• Text section
○ ○ ○ ○ ○ ○ ○

During this process, Centerwall’s F1’s were mated with various domestic cats, Burma and Mau among others. As luck would have it, while traveling in New Delhi in 1982, she chanced upon a golden-orange spotted cat whose tail had been crushed by a rhino. She bought it from the zoo, named it Delhi, and registered it with the CFA (Cat Fanciers Association) as an experimental Mau.
As it turned out, Delhi became Jean’s most suitable and successful breeder. His progeny all had a gorgeous, glowing, ‘glittering’ coat which she fixed in the Bengal breed. She had to overcome the main difficulty which lied in a 70 to 80% infertility rate in the first three generation males. And of course, not all kittens presented the beautiful spots she was hoping to stabilize. She also included wild Bengals in the program. Success was hard to come. Yet, finally, in 1991, the Bengal cat was presented for the first time at a TICA championship, a cat with a gentle contact and a beautiful wild coat.

○ ○ ○ ○ ○ ○ ○

• Instructions to follow
Return the passage on the Bengal cat's origins word for word, starting at "As it turned" and ending at "beautiful wild coat.". The records that follow are separate material with no connection to the passage on the Bengal cat's origins.

• Dataset extract

○ ○ ○ ○ ○ ○ ○

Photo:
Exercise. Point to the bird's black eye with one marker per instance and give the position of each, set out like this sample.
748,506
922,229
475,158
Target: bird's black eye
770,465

○ ○ ○ ○ ○ ○ ○

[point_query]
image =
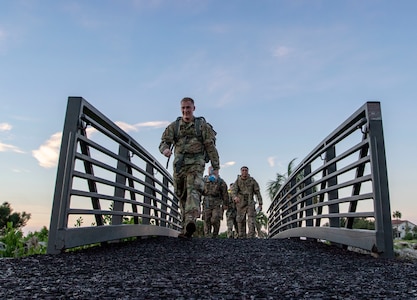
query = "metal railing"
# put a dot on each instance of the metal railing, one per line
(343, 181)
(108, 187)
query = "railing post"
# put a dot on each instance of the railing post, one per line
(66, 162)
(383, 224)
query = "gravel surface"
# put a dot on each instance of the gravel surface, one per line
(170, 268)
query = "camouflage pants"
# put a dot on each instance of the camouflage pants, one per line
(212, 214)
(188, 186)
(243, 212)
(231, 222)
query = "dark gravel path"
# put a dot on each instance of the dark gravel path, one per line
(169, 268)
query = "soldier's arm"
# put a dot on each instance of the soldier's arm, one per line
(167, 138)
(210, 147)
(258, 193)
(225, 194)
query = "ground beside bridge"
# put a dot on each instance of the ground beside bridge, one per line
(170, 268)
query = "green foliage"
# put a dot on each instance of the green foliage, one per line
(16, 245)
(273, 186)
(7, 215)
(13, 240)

○ ○ ○ ○ ○ ○ ○

• The result
As it turned out, Delhi became Jean’s most suitable and successful breeder. His progeny all had a gorgeous, glowing, ‘glittering’ coat which she fixed in the Bengal breed. She had to overcome the main difficulty which lied in a 70 to 80% infertility rate in the first three generation males. And of course, not all kittens presented the beautiful spots she was hoping to stabilize. She also included wild Bengals in the program. Success was hard to come. Yet, finally, in 1991, the Bengal cat was presented for the first time at a TICA championship, a cat with a gentle contact and a beautiful wild coat.